* **WHAT TO DO**
(A) The passage on money in politics rejects several false versions of reform in its final paragraph. List each one it names.
(B) Retype the passage on money in politics word for word, starting at "They promise the" and ending at "holding us back.".
(C) Write the next part of the essay on money in politics, picking up after its last sentence.

The reason these policies are fantasies is because of the corruption that we have allowed to evolve inside Washington, D.C. One NASA scientist, Jim Hansen, has written that the biggest obstacle to climate change legislation is money in politics. That’s certainly true, but it’s not just true about climate change. Every important issue that Washington faces is affected by this corruption. And what America needs right now is candidates willing to explain this truth, to describe a plan to fix it, and to commit to fixing it not someday, but on Day One.
A “democracy” in which 400 families give 50 percent of the money in campaigns is not American democracy. It is a banana republic democracy. A “democracy” in which candidates for Congress spend 30 percent to 70 percent of their time raising money from the tiniest fraction of the 1 percent is not a democracy that could be responsive to the people. It is a democracy that will be responsive to those funders only. What America needs right now is to recognize — all of America, not just the Democrats — that until we fix this democracy, none of the urgent and important policies pushed by these politicians is possible.
They promise the moon. We need to promise the truth: that the rocket has no fuel to carry us to the moon, and it won’t get any, not until we find a way to restore a representative democracy. That truth doesn’t play well in D.C. The consultants think it’s a downer. They fear downers don’t win votes.
But that truth need not depress anyone. The reforms that would fix this system are possible, and constitutional. And as poll after poll has demonstrated, such reforms would be supported strongly by voters in both parties. If these reforms were adopted, America could solve the real problems that are holding us back.
Democrats need to take the lead in pressing for this reform — real reform, not the pretense that transparency would fix everything, or the fantasy (as things stand now) of an amendment to the Constitution, or the suggestion that this corruption was created by the Supreme Court. Not reform as just one policy among fifteen, but as the first priority. That will make the party’s other priorities actually credible.

* **SUPPLIED DATA**

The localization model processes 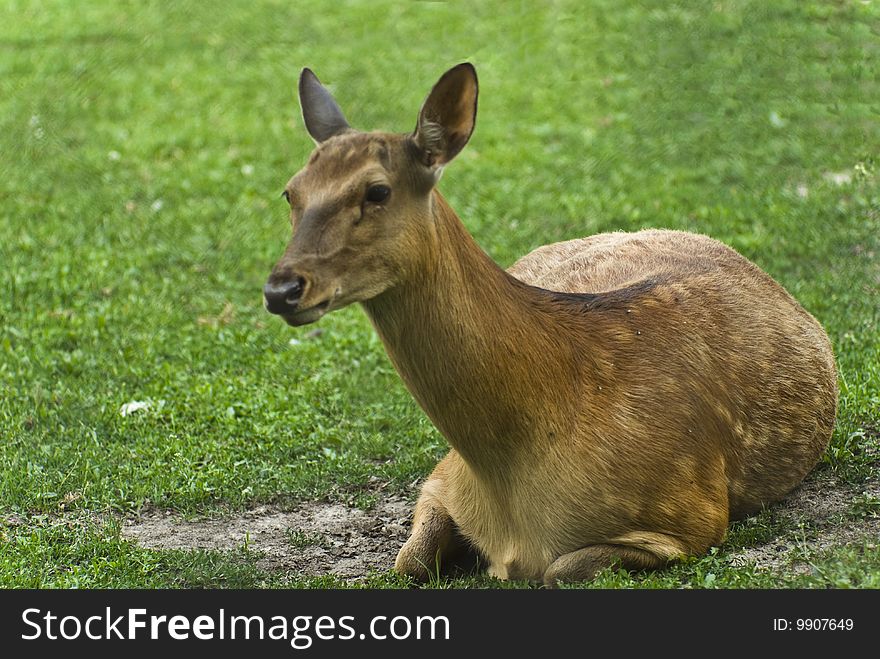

* **ANSWERS TO EACH TASK**
(A)
- the pretense that transparency would fix everything
- the fantasy (as things stand now) of an amendment to the Constitution
- the suggestion that this corruption was created by the Supreme Court

(B)
They promise the moon. We need to promise the truth: that the rocket has no fuel to carry us to the moon, and it won’t get any, not until we find a way to restore a representative democracy. That truth doesn’t play well in D.C. The consultants think it’s a downer. They fear downers don’t win votes.
But that truth need not depress anyone. The reforms that would fix this system are possible, and constitutional. And as poll after poll has demonstrated, such reforms would be supported strongly by voters in both parties. If these reforms were adopted, America could solve the real problems that are holding us back.

(C)
If we did that, we could rally to our side the many Independents and Republicans who also believe this system is a corruption, and that this corruption must end. Fixing this democracy would be easier than creating the Game of Thrones or Uber or the iPhone or Hamilton on Broadway. It’s the sort of thing Americans should be able to do well — if only we had leaders willing to rally America to what must be done now.
In 2008, Barack Obama said this to a Philadelphia audience:
If we don’t take up the fight [to change the way Washington works], then real change — change that would make a lasting difference in the lives of ordinary Americans — will keep getting blocked by the defenders of the status quo.
Obama was right in 2008. That he didn’t take up that fight then is one of the great missed opportunities of American political history.
We Democrats should take it up now. But that will only happen if there is someone on that debate stage willing to say what most of America is already thinking: Yes, the policies the Democrats are pushing are the future of America. But we won’t get any of them until we fix this democracy first. And we won’t fix this democracy until there is someone who is willing to rally America to that truth.
No Democrat is doing that right now. Someone should. I am trying. So why are the insiders trying to keep me silent?
Lawrence Lessig is a Democratic candidate for president, and Roy L. Furman professor of law and leadership at Harvard Law School.